[Dataset entries about where objects are located]
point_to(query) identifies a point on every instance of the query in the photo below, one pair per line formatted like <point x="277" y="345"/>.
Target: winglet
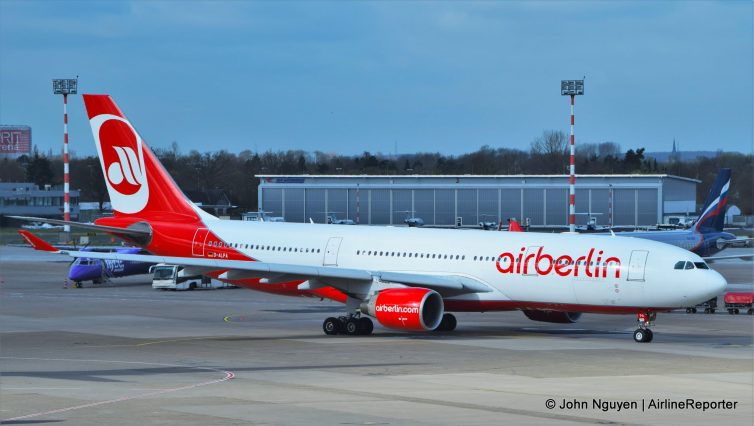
<point x="37" y="243"/>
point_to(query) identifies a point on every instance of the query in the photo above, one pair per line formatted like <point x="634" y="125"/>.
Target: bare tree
<point x="550" y="151"/>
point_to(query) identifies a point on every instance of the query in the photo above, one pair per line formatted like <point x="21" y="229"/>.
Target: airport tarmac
<point x="122" y="353"/>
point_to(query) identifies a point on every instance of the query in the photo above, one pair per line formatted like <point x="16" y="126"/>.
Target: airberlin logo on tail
<point x="124" y="174"/>
<point x="122" y="158"/>
<point x="536" y="261"/>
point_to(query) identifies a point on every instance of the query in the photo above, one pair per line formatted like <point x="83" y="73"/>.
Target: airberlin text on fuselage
<point x="541" y="263"/>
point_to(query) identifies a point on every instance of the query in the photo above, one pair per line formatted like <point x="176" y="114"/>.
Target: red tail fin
<point x="137" y="183"/>
<point x="37" y="243"/>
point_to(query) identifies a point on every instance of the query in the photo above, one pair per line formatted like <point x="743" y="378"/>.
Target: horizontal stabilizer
<point x="110" y="229"/>
<point x="732" y="256"/>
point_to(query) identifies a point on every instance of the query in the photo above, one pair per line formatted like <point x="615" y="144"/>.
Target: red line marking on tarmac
<point x="228" y="376"/>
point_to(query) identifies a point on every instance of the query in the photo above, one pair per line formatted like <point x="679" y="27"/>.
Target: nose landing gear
<point x="643" y="334"/>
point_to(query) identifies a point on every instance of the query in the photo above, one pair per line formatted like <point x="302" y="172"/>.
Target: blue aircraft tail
<point x="713" y="212"/>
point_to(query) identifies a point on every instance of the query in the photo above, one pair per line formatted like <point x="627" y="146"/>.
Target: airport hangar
<point x="446" y="200"/>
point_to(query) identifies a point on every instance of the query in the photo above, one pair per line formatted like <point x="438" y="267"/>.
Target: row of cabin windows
<point x="262" y="247"/>
<point x="452" y="257"/>
<point x="684" y="264"/>
<point x="408" y="254"/>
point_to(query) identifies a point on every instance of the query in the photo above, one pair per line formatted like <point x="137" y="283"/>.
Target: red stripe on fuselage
<point x="512" y="305"/>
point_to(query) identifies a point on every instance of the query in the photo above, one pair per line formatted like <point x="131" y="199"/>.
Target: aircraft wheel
<point x="352" y="327"/>
<point x="331" y="326"/>
<point x="448" y="323"/>
<point x="365" y="326"/>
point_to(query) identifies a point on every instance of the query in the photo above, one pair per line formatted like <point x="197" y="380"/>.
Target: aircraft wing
<point x="333" y="276"/>
<point x="711" y="259"/>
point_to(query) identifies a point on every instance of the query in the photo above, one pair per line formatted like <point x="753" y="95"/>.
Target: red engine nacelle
<point x="410" y="309"/>
<point x="553" y="316"/>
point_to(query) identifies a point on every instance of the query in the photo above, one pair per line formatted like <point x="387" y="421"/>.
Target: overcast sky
<point x="366" y="76"/>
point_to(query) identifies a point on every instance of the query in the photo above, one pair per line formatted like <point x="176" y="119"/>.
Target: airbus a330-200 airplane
<point x="406" y="278"/>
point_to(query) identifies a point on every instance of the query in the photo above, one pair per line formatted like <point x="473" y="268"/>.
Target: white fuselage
<point x="621" y="271"/>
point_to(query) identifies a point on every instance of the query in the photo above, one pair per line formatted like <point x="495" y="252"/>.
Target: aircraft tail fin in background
<point x="138" y="185"/>
<point x="37" y="243"/>
<point x="712" y="217"/>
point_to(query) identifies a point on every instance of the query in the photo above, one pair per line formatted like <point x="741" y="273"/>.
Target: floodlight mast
<point x="572" y="88"/>
<point x="65" y="87"/>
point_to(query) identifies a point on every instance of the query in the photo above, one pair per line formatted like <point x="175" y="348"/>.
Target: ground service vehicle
<point x="738" y="302"/>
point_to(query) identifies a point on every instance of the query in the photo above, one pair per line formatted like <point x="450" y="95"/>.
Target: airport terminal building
<point x="617" y="200"/>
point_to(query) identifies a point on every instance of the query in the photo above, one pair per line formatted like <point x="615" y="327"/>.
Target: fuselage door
<point x="331" y="251"/>
<point x="637" y="264"/>
<point x="197" y="247"/>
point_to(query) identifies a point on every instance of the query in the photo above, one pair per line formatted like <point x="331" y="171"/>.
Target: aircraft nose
<point x="718" y="283"/>
<point x="81" y="273"/>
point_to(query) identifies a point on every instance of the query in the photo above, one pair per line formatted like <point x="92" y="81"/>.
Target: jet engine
<point x="552" y="316"/>
<point x="409" y="309"/>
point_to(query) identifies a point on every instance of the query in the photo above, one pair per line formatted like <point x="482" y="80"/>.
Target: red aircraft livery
<point x="564" y="265"/>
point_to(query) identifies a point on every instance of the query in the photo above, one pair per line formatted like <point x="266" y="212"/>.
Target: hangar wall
<point x="620" y="200"/>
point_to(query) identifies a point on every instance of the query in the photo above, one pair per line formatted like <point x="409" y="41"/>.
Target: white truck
<point x="173" y="277"/>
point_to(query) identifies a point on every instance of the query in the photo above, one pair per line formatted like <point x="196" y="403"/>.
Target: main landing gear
<point x="448" y="323"/>
<point x="351" y="325"/>
<point x="643" y="334"/>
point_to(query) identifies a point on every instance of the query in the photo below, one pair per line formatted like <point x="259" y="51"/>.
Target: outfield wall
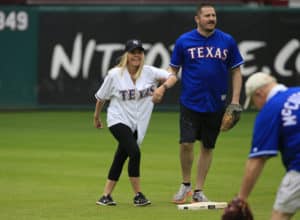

### Problem details
Count the lines in the entries above that contain the string "landing", with case counting, and reply with the number alone.

### Solution to this task
2